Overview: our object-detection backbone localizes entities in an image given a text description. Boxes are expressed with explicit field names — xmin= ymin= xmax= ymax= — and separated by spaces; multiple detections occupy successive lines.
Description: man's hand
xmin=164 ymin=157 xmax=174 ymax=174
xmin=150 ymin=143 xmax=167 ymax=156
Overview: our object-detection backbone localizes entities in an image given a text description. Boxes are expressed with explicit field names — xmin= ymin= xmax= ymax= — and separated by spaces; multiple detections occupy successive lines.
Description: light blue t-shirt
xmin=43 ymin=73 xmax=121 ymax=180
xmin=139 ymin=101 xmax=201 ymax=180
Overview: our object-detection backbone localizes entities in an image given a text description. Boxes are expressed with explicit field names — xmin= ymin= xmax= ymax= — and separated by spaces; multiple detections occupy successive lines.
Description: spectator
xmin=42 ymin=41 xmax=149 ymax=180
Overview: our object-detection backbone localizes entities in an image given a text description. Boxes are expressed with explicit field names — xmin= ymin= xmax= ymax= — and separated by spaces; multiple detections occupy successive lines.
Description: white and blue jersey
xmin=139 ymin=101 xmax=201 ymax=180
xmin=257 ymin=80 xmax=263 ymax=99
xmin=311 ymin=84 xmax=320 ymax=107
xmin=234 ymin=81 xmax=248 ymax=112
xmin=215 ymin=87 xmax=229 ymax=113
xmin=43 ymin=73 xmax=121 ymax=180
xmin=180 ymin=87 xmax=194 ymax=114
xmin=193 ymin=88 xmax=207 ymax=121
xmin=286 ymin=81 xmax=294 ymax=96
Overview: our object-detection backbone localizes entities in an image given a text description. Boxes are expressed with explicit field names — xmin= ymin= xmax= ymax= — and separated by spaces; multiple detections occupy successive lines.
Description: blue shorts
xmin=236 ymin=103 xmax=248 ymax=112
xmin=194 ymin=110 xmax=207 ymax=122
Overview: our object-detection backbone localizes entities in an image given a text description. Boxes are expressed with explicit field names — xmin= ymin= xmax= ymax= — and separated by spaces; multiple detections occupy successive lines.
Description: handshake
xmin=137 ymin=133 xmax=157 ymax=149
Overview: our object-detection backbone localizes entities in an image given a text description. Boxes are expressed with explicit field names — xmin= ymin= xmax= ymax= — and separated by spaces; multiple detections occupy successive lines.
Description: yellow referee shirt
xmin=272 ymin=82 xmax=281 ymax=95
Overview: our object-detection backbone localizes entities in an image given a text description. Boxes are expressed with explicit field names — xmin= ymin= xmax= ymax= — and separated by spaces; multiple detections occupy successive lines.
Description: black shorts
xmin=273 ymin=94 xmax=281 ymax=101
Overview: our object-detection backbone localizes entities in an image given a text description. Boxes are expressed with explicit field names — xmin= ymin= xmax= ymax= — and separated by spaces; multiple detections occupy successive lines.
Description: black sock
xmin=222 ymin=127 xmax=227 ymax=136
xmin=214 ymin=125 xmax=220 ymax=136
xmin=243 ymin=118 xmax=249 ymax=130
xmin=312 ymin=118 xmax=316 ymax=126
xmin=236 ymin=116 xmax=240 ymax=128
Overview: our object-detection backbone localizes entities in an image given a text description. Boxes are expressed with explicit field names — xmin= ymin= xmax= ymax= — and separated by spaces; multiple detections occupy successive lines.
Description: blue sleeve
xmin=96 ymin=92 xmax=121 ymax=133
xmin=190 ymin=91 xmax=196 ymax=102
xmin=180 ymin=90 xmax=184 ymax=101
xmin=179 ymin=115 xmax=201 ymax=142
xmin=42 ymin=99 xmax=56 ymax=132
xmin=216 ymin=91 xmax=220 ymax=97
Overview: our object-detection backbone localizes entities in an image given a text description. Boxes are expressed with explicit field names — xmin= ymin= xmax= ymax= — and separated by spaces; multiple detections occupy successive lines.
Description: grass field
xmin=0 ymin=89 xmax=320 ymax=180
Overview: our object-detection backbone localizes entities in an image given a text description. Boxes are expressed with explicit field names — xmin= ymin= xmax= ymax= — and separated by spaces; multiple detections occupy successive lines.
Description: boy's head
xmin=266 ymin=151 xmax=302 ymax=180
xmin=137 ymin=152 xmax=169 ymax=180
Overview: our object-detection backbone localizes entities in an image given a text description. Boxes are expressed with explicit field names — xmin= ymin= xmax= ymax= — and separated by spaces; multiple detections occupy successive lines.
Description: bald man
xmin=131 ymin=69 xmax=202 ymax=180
====
#### What you will do
Report each line of the data above that contains the string "shorts", copying every such line in full.

#### The reply
Description: blue shorts
Description: black shorts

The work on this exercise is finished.